GIVEN INSTRUCTION A:
Transcribe, word for word, the part of the passage on youth travel teams that opens with the words containing "The real solution" and closes with "the right organization.".

+++ TEXT PASSAGE

Reignite Town Teams and Kill Off Travel Squads

I generally hate travel teams, not because kids shouldn’t have fun exploring a new city, but because most kids are better equipped to compete locally. Most programs are designed to financially support the one star on the team by including pay-to-play athletes or drain the area’s talent and make “superteams.” We end up seeing a never-ending season that grinds down a kid into overuse injuries and mental exhaustion. It’s not right, but not only is it allowed—it’s encouraged, with a large price tag.

I tell parents all the time: “Don’t worry about your kid getting seen. If they are that good, colleges will find them.” It’s rare that a kid is so great that the talent around them is holding back their development. For every Messi going to the Academy in Barcelona, there are a million young athletes who will never play professionally. It’s not that trying is an inappropriate goal—everyone has the right to dream—but stacking the odds with more competition and travel doesn’t address the needs of development.

The real solution for youth sports is just the opposite of what is being done now with travel teams. Have the kids play different sports and practice more, so the opportunity to compete is valued by the athlete. Training is the ultimate teacher, and too many travel teams participate in tournaments to give the family a reason to tour like wannabe pro teams. Tournaments are nothing more than gasoline to a wildfire in youth sports; they place inhumane orthopedic and physiological strain on athletes who are not prepared to handle such workloads. It’s not ethical and it needs oversight by the right organization.

Town teams are not immune to over-competing, either. Staying local allows more competition to happen because travel is not a barrier, but a good safeguard is to keep games shorter and only as frequent as deemed appropriate by a collective set of transdisciplinary experts and parents. While moms and dads are sometimes the problem, they are also the most important part of the solution for youth sports. If the right ones are part of the fix, their experience creates a checks and balance to bureaucracy that can go astray.

++++++
+++ DATASET ROWS

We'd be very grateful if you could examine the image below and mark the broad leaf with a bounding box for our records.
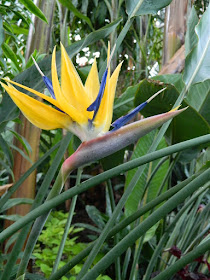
[125,130,169,216]
[186,80,210,124]
[152,74,210,124]
[134,79,210,143]
[126,0,172,16]
[1,198,33,212]
[183,7,210,86]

++++++

GIVEN INSTRUCTION B:
Rewrite the records in full, substituting "wide leaf" for "broad leaf" and leaving everything else unchanged. Omit the pictures from your answer.

OUTPUT A:
The real solution for youth sports is just the opposite of what is being done now with travel teams. Have the kids play different sports and practice more, so the opportunity to compete is valued by the athlete. Training is the ultimate teacher, and too many travel teams participate in tournaments to give the family a reason to tour like wannabe pro teams. Tournaments are nothing more than gasoline to a wildfire in youth sports; they place inhumane orthopedic and physiological strain on athletes who are not prepared to handle such workloads. It’s not ethical and it needs oversight by the right organization.

OUTPUT B:
We'd be very grateful if you could examine the image below and mark the wide leaf with a bounding box for our records.
[125,130,169,216]
[186,80,210,124]
[152,74,210,124]
[134,79,210,143]
[126,0,172,16]
[1,198,33,212]
[183,7,210,86]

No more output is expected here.